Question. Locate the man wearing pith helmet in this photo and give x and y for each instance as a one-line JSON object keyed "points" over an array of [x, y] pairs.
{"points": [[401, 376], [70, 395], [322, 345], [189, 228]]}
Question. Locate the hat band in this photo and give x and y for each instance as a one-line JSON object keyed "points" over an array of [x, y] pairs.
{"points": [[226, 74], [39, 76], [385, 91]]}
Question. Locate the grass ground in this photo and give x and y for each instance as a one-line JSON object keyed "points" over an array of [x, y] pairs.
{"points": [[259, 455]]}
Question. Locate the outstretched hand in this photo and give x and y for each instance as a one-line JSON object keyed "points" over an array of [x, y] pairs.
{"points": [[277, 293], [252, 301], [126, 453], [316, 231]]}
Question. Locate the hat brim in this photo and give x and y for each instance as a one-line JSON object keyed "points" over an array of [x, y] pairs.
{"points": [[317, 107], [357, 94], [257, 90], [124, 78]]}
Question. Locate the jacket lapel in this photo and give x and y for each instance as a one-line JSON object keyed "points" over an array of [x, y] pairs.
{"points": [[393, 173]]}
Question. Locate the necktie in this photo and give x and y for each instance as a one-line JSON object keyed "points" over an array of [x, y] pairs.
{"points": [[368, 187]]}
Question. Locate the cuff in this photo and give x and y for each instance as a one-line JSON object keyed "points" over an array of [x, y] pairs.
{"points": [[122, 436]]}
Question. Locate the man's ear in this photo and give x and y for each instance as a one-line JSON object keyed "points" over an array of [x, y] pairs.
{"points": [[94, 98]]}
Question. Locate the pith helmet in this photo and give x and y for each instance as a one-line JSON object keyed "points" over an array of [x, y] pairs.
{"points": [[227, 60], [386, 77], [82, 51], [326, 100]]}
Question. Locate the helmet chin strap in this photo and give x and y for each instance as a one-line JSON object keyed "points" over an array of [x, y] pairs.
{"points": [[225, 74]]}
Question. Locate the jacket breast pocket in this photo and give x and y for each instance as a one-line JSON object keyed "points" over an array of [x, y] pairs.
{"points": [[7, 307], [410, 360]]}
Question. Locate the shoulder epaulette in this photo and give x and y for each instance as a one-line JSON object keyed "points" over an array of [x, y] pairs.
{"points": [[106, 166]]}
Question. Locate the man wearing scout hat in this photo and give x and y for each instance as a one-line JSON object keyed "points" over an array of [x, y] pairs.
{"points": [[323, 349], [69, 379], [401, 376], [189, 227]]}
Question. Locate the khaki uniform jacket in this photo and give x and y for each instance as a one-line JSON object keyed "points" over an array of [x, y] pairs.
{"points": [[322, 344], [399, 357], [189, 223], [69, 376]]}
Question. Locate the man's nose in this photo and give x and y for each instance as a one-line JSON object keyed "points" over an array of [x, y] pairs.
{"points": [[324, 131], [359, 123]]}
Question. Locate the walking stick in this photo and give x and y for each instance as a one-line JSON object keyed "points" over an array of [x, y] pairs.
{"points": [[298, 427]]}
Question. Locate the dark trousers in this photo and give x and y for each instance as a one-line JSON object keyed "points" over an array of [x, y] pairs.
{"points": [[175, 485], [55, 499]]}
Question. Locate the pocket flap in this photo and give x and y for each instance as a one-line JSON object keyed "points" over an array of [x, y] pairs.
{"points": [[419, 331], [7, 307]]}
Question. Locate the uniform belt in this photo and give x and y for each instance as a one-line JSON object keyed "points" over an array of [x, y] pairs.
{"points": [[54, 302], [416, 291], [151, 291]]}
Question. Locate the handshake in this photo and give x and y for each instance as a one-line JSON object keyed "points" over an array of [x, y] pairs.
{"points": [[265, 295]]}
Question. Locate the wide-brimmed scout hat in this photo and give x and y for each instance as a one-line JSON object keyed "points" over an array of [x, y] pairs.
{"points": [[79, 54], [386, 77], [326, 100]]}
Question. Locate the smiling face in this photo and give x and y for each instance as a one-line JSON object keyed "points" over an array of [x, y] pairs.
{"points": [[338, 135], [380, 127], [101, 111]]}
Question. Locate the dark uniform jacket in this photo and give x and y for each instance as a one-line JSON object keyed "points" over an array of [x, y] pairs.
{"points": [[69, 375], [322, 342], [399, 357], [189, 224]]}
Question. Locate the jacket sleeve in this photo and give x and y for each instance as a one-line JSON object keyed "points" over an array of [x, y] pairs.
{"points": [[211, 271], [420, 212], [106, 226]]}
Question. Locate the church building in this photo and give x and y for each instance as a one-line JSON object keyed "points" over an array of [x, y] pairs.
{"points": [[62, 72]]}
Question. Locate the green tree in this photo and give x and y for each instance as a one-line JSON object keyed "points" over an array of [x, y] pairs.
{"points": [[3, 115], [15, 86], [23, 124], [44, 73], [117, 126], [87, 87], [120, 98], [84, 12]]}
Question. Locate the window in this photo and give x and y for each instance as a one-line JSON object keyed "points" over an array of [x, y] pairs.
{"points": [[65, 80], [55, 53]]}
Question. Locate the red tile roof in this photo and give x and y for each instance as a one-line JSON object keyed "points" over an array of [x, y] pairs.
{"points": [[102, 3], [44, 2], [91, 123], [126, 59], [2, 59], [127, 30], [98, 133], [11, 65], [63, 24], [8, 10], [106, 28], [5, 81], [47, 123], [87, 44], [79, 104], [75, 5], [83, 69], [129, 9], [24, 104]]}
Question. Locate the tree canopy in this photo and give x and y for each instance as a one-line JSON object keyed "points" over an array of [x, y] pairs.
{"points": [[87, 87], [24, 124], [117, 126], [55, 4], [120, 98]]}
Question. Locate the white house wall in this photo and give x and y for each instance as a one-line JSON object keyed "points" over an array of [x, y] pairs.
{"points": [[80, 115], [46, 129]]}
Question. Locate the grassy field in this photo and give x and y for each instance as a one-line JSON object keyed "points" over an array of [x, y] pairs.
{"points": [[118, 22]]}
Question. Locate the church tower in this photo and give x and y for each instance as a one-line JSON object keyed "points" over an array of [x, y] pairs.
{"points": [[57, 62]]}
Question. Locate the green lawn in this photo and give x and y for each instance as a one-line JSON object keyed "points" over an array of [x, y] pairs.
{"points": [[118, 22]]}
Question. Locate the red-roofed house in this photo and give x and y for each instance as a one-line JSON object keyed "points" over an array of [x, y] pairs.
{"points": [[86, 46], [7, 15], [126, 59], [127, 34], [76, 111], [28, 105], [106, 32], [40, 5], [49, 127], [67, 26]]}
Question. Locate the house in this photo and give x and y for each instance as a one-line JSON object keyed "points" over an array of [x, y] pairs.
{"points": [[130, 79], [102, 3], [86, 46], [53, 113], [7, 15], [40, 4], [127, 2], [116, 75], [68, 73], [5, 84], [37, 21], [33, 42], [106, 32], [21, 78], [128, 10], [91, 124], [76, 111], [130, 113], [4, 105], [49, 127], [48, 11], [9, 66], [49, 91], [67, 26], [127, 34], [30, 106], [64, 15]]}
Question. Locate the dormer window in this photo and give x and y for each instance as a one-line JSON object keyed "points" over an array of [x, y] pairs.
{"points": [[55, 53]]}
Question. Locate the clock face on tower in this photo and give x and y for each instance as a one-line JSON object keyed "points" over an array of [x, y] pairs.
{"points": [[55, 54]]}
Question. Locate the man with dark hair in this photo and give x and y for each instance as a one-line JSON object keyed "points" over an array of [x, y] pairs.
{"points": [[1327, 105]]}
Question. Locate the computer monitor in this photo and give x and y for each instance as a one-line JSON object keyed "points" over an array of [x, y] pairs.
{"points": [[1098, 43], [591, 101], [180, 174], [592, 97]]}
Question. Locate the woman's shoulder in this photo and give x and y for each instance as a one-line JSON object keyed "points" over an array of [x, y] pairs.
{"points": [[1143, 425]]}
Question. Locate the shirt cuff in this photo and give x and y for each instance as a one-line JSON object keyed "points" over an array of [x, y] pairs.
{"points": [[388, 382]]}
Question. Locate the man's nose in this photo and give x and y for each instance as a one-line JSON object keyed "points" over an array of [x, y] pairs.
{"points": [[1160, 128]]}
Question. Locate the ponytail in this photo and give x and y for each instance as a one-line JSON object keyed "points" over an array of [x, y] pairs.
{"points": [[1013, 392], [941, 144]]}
========================================
Your output should consist only of the lines from the one containing "Question. Locate the shirt" to the end of the records above, each retyped exactly.

OUTPUT BELOW |
Question. Locate the shirt cuff in this photo and give x and y for each instance as a one-line JSON object keyed "points" over an array of [x, y] pairs.
{"points": [[388, 382]]}
Question. Locate the man's nose in this photo and give x and y for each instance as a one-line JSON object keyed "points" over an array of [x, y] pairs.
{"points": [[1160, 128]]}
Question. Locate the ponytail in this photo and give x and y for each instance as a one-line JSON object keyed "points" over an array of [x, y] pairs.
{"points": [[1013, 392], [941, 144]]}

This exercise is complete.